Collected data
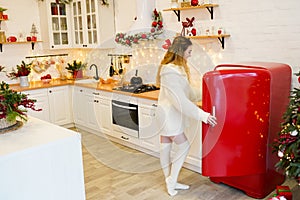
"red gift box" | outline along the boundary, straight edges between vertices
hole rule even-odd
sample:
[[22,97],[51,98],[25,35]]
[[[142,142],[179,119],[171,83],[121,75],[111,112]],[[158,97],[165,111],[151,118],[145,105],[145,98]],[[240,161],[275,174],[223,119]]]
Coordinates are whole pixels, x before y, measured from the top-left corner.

Required work: Rewrite the entries above, switching "boundary" to "perimeter" wherever it occurs and keeping everything else unchanged. Leave the pictures out.

The output:
"red gift box" | outline along the perimeter, straight edges between vertices
hole rule even-odd
sample:
[[22,97],[51,98],[25,35]]
[[[142,142],[179,119],[171,83],[121,75],[111,112]],[[158,97],[165,111],[151,118],[145,105],[145,98]],[[240,161],[275,174],[223,119]]]
Coordinates are whole pixels, x before y, measured from the top-left corner.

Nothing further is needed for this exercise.